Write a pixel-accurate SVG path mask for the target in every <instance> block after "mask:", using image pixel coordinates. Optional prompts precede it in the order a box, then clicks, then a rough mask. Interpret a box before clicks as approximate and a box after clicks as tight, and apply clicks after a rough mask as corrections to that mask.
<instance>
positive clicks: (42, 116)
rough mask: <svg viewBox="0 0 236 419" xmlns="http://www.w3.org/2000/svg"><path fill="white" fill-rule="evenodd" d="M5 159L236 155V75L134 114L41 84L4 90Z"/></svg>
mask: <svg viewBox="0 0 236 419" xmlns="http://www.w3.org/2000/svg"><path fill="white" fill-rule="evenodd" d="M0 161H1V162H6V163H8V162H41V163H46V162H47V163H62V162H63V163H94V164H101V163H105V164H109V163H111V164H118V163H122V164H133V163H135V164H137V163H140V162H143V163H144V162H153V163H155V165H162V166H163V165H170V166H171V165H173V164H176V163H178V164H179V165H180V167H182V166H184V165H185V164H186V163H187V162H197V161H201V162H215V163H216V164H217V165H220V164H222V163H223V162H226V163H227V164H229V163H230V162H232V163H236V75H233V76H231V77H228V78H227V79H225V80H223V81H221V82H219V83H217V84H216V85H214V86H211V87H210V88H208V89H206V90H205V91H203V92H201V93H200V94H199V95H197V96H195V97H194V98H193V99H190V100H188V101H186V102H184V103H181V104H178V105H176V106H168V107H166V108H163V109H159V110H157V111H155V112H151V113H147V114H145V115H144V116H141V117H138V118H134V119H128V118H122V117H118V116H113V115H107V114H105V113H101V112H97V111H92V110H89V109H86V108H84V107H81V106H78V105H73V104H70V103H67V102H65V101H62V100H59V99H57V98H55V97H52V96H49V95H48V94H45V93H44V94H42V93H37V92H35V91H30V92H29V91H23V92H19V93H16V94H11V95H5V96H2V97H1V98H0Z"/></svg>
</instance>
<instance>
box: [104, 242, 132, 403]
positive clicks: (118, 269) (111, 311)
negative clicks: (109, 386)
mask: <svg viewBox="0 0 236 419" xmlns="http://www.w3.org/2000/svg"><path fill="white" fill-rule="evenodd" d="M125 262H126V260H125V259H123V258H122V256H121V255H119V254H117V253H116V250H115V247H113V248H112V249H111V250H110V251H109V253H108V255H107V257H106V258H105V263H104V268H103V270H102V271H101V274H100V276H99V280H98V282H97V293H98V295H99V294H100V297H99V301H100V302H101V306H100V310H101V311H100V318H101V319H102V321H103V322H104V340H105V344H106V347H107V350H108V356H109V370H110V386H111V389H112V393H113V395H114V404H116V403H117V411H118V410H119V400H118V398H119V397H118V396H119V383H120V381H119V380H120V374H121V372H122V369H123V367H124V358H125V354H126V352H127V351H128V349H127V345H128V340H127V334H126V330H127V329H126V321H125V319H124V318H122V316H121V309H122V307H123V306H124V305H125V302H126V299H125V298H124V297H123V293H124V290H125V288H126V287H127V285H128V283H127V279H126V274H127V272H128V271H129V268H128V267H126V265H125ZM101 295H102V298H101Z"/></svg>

..........

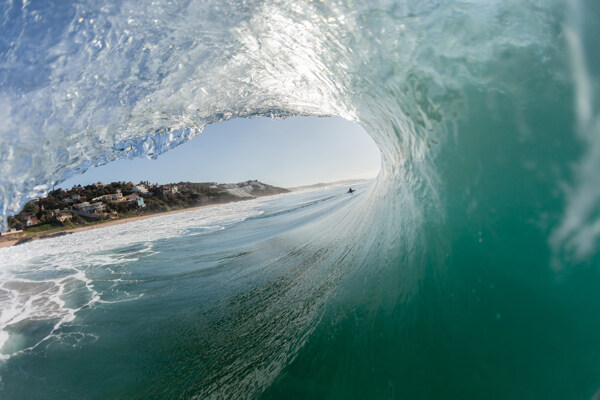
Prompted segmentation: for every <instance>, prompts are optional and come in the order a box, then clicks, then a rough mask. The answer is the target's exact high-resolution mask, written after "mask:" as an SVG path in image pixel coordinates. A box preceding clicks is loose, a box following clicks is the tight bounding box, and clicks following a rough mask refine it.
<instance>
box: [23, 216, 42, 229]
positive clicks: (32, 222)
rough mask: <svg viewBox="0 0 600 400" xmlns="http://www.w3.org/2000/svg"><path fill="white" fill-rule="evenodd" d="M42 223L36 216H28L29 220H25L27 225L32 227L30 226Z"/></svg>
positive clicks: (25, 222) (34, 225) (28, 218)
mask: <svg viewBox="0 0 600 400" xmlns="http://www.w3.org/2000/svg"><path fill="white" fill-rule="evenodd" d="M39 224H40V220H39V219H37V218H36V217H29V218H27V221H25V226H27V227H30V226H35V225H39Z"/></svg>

..........

Task objective
Quote every line from the one containing "Write a pixel-accurate" down to the one containing "159L236 155V75L134 114L41", including both of those lines.

Response below
Write a pixel-accurate SVG path mask for the target in every <instance> block after "mask:", using image pixel coordinates. Optional prompts precede it in the order a box, then clicks, then a rough mask. Interpret a box before clicks as approximate and a box after clicks as tight, and apply clicks after a rough mask as corrections to that mask.
<instance>
positive clicks: (42, 116)
rough mask: <svg viewBox="0 0 236 419" xmlns="http://www.w3.org/2000/svg"><path fill="white" fill-rule="evenodd" d="M5 159L236 155V75L134 114L41 84L4 90Z"/></svg>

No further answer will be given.